Text:
Nourish incorporated as a Community Interest Company in February 2012.

Liz Murray, Chair of Board

Liz Murray is head of campaigns and policy at the World Development Movement in Scotland, campaigning in partnership with activists in the global south on issues of economic justice and global poverty. WDM’s current campaigns focus on fossil fuel finance, regulating financial speculation on food, and promoting food sovereignty. Before WDM, Liz worked as a campaigner on environmental justice for Friends of the Earth Scotland, as a researcher for the Green MSPs at the Scottish Parliament and as a campaigner on GM crops and climate change for Greenpeace in the UK and in Australia. Liz is a keen gardener (and after five years on the waiting list, now an allotmenteer too) and back garden hen-keeper.

Pete Ritchie

Pete has a background in community development and social policy. As executive director, Pete is responsible with the board and staff team for focusing Nourish Scotland’s work where it can be most effective. He is currently leading Nourish’s work on the 2014-2020 Common Agricultural Policy. As well as working at Nourish, Pete runs Whitmuir Organics with his partner Heather Anderson.

Shelagh Young

Shelagh lives in Dunfermline and is currently working through a list of fifty things she wants to achieve in her 50s. Joining a board has been ticked off the list in the last few years along with learning to knit, writing a book, making marmalade and baking hot cross buns. She is currently vice-chair of The Phone Co-op, the UK’s only co-operative phone and broadband provider, as well as a director of Nourish Scotland. Following a career in journalism Shelagh headed for the not for profit sector in roles ranging from Director of Campaigns & Communications at Oxfam to leading work on sustainable living and behaviour change at the Sustainable Development Commission. She recently left a senior CSR role at Standard Life and is working on item No.49 on the list: How best to make a living in a world made wretched by an unacceptable wealth gap, the boom in zero hours contracts and the destruction of the Welfare State.

Available data:
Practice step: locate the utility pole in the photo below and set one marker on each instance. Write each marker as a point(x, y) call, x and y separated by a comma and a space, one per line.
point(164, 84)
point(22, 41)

Exercise tasks:
a – In the Nourish board profiles, swap "campaigner" for "organizer" and write out the part that opens with the words containing "Nourish incorporated as" and closes with "back garden hen-keeper.".
b – Answer these questions from the Nourish board profiles:
(i) In what month and year did Nourish incorporate as a Community Interest Company?
(ii) What does Pete Ritchie run with his partner Heather Anderson?
(iii) In which town does Shelagh Young live?
c – According to the Nourish board profiles, which items has Shelagh Young ticked off her list in the last few years? List them all.

Per-task answers:
a –
Nourish incorporated as a Community Interest Company in February 2012.

Liz Murray, Chair of Board

Liz Murray is head of campaigns and policy at the World Development Movement in Scotland, campaigning in partnership with activists in the global south on issues of economic justice and global poverty. WDM’s current campaigns focus on fossil fuel finance, regulating financial speculation on food, and promoting food sovereignty. Before WDM, Liz worked as a organizer on environmental justice for Friends of the Earth Scotland, as a researcher for the Green MSPs at the Scottish Parliament and as a organizer on GM crops and climate change for Greenpeace in the UK and in Australia. Liz is a keen gardener (and after five years on the waiting list, now an allotmenteer too) and back garden hen-keeper.

b –
(i) February 2012
(ii) Whitmuir Organics
(iii) Dunfermline

c –
- Joining a board
- Learning to knit
- Writing a book
- Making marmalade
- Baking hot cross buns